**Required action:**
Below are records to be output exactly, every one of them.

**Records provided:**
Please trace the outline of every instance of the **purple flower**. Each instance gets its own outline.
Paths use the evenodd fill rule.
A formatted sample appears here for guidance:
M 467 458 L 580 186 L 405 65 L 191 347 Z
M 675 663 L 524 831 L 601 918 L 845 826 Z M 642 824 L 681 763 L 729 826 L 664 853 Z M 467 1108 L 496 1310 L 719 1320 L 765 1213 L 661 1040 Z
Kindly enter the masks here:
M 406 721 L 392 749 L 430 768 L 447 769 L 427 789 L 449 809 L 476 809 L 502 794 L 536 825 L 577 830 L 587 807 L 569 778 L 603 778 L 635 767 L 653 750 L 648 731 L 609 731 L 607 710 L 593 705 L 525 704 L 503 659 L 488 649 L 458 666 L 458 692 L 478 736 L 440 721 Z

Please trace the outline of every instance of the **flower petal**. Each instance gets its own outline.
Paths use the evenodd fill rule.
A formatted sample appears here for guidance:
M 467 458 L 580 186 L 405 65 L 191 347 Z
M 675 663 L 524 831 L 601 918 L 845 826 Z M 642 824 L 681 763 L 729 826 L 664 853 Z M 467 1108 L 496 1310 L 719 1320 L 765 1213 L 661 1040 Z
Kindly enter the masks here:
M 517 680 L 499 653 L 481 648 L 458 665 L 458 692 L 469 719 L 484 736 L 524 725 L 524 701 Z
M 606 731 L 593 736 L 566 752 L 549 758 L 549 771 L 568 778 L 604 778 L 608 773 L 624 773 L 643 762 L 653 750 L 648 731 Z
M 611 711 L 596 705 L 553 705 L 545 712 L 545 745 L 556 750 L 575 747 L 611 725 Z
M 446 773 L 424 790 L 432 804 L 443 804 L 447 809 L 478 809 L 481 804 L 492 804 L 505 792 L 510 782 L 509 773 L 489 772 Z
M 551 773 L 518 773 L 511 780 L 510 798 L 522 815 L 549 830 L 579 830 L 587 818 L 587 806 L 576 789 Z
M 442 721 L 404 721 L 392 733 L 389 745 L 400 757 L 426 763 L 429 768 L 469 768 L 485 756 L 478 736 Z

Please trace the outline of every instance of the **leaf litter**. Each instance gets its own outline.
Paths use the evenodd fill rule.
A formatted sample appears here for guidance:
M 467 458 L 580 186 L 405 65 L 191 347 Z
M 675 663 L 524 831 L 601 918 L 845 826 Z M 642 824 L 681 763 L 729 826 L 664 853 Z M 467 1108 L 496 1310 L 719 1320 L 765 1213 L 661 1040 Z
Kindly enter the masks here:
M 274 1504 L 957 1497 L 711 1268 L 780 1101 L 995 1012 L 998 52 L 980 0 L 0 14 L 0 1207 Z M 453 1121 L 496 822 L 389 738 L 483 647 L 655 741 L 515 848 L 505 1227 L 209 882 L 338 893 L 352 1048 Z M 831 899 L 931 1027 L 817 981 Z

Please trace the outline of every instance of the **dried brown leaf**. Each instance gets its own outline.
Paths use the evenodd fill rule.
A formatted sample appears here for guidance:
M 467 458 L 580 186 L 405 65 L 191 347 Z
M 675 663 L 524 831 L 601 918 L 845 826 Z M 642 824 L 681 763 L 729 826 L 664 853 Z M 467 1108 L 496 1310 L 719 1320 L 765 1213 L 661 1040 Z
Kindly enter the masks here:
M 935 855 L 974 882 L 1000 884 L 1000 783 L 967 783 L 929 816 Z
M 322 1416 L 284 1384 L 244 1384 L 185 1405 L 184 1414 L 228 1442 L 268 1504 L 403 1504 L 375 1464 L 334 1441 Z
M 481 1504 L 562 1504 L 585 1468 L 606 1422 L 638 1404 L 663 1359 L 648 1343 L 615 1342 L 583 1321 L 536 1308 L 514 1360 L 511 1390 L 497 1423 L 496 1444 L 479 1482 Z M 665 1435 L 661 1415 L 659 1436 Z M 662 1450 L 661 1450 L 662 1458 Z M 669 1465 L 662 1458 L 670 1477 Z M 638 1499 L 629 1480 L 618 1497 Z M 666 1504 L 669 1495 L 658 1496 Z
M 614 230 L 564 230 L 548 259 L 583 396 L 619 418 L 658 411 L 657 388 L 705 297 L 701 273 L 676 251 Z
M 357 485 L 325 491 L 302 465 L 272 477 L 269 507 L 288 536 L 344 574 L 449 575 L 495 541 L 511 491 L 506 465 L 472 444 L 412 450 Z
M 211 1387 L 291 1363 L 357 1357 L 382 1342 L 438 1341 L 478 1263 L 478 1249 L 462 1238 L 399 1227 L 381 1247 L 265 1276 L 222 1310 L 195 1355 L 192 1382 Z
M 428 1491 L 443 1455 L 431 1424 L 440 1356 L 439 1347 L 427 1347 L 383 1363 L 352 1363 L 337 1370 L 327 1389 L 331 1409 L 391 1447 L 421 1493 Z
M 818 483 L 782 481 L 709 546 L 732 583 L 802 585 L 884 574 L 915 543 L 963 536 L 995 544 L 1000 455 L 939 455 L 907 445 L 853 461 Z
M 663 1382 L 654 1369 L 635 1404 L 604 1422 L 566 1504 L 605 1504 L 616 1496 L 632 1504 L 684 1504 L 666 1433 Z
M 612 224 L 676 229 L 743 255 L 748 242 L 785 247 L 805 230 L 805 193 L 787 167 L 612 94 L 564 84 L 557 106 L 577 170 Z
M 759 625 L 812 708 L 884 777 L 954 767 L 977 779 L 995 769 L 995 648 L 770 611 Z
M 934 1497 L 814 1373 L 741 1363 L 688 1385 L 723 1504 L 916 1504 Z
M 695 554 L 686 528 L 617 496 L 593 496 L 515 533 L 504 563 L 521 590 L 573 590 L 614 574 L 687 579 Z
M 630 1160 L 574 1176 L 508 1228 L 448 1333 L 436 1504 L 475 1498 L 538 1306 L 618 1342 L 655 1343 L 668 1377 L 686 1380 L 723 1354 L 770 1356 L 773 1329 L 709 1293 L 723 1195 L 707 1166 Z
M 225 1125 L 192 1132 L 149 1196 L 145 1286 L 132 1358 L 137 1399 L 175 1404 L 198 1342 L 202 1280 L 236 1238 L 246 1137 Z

**Solved problem:**
Please trace the outline of every instance of the **purple flower**. Each instance gets its own outline.
Paths use the evenodd fill rule.
A formatted sample appears here for guidance:
M 467 458 L 580 186 L 405 65 L 191 347 Z
M 675 663 L 524 831 L 601 918 L 845 826 Z M 642 824 L 681 763 L 729 826 L 664 853 Z M 467 1108 L 496 1310 L 719 1320 L 765 1213 L 661 1040 Z
Kindly enter the masks here:
M 406 721 L 392 749 L 430 768 L 447 769 L 427 789 L 449 809 L 476 809 L 502 794 L 536 825 L 577 830 L 587 807 L 569 778 L 603 778 L 635 767 L 653 750 L 648 731 L 609 731 L 607 710 L 593 705 L 525 704 L 503 659 L 488 649 L 458 666 L 458 692 L 478 736 L 440 721 Z

Please trace the outline of every instance of the **flower petal**. Each instance gets its own outline.
Paths use the evenodd fill rule.
A formatted sample appears here for guidance:
M 467 458 L 580 186 L 405 65 L 191 347 Z
M 675 663 L 524 831 L 601 918 L 845 826 Z M 642 824 L 681 763 L 729 826 L 664 853 Z M 467 1108 L 496 1310 L 719 1320 L 765 1213 L 661 1040 Z
Kindly enter the masks here:
M 517 680 L 499 653 L 481 648 L 458 665 L 458 692 L 469 719 L 484 736 L 524 725 L 524 701 Z
M 606 731 L 593 736 L 566 752 L 549 758 L 549 771 L 568 778 L 604 778 L 608 773 L 624 773 L 643 762 L 653 750 L 648 731 Z
M 611 711 L 596 705 L 553 705 L 545 712 L 545 745 L 556 750 L 575 747 L 611 725 Z
M 446 773 L 424 790 L 432 804 L 443 804 L 447 809 L 478 809 L 481 804 L 492 804 L 505 792 L 510 782 L 509 773 L 489 772 Z
M 551 773 L 518 773 L 511 780 L 510 798 L 522 815 L 549 830 L 579 830 L 587 818 L 587 806 L 576 789 Z
M 442 721 L 404 721 L 392 733 L 389 745 L 400 757 L 426 763 L 429 768 L 469 768 L 485 756 L 478 736 Z

Please trace the outline of every instance of the **leaf litter**. Each instance gets its own outline.
Paths use the evenodd fill rule.
A formatted sample appears here for guidance:
M 467 458 L 580 186 L 405 65 L 191 347 Z
M 675 663 L 524 831 L 601 918 L 845 826 Z M 642 824 L 681 763 L 729 826 L 664 853 Z M 467 1108 L 496 1310 L 719 1320 L 765 1213 L 661 1040 Z
Kindly enter the masks here:
M 274 1504 L 957 1497 L 711 1268 L 780 1101 L 995 1012 L 998 52 L 980 0 L 0 14 L 0 1207 Z M 453 1121 L 496 822 L 389 738 L 483 647 L 655 741 L 515 848 L 505 1227 L 209 882 L 338 893 L 352 1048 Z M 831 899 L 931 1027 L 817 981 Z

Please trace the outline of every instance of the **dried brown leaf**. Each instance gets its own outline.
Paths use the evenodd fill rule.
A formatted sample appears here for guidance:
M 467 458 L 580 186 L 405 65 L 191 347 Z
M 675 663 L 524 831 L 601 918 L 845 826 Z M 642 824 L 681 763 L 729 826 L 664 853 Z M 467 1108 L 496 1310 L 719 1320 L 765 1213 L 661 1040 Z
Kindly enter the masks here:
M 935 855 L 974 882 L 1000 884 L 1000 783 L 967 783 L 929 816 Z
M 322 1416 L 284 1384 L 244 1384 L 185 1405 L 184 1414 L 228 1442 L 268 1504 L 403 1504 L 375 1464 L 334 1441 Z
M 481 1504 L 562 1504 L 585 1468 L 606 1422 L 638 1404 L 663 1359 L 648 1343 L 615 1342 L 583 1321 L 536 1308 L 514 1360 L 511 1390 L 497 1423 L 496 1444 L 479 1482 Z M 665 1435 L 661 1415 L 659 1436 Z M 662 1450 L 661 1450 L 662 1458 Z M 669 1465 L 662 1458 L 670 1477 Z M 638 1499 L 629 1480 L 618 1497 Z M 666 1504 L 669 1495 L 658 1496 Z
M 614 230 L 564 230 L 548 259 L 583 396 L 619 418 L 658 411 L 657 388 L 705 297 L 701 273 L 676 251 Z
M 357 485 L 325 491 L 302 465 L 272 477 L 269 507 L 288 536 L 344 574 L 449 575 L 495 541 L 511 491 L 506 465 L 472 444 L 412 450 Z
M 211 1387 L 291 1363 L 357 1357 L 382 1342 L 438 1341 L 478 1263 L 478 1249 L 462 1238 L 399 1227 L 381 1247 L 265 1276 L 222 1310 L 195 1355 L 192 1382 Z
M 428 1491 L 443 1455 L 431 1424 L 440 1356 L 439 1347 L 427 1347 L 383 1363 L 352 1363 L 337 1370 L 327 1389 L 331 1409 L 391 1447 L 421 1493 Z
M 818 483 L 782 481 L 709 546 L 732 583 L 802 585 L 884 574 L 915 543 L 963 536 L 995 544 L 1000 455 L 939 455 L 907 445 L 853 461 Z
M 663 1382 L 654 1369 L 635 1404 L 604 1422 L 566 1504 L 605 1504 L 616 1496 L 632 1504 L 684 1504 L 666 1433 Z
M 612 224 L 676 229 L 743 255 L 748 242 L 785 247 L 805 230 L 805 193 L 787 167 L 612 94 L 564 84 L 557 106 L 577 170 Z
M 759 625 L 812 708 L 884 777 L 954 767 L 977 779 L 995 769 L 995 648 L 770 611 Z
M 934 1497 L 814 1373 L 741 1363 L 688 1385 L 723 1504 L 916 1504 Z
M 695 554 L 686 528 L 617 496 L 593 496 L 515 533 L 504 563 L 521 590 L 573 590 L 614 574 L 687 579 Z
M 630 1160 L 574 1176 L 508 1228 L 448 1333 L 436 1504 L 475 1498 L 538 1306 L 618 1342 L 655 1343 L 668 1377 L 686 1380 L 723 1354 L 770 1356 L 773 1329 L 709 1293 L 723 1195 L 707 1166 Z
M 225 1125 L 192 1132 L 149 1196 L 145 1286 L 132 1358 L 137 1399 L 175 1404 L 198 1342 L 202 1280 L 236 1238 L 246 1137 Z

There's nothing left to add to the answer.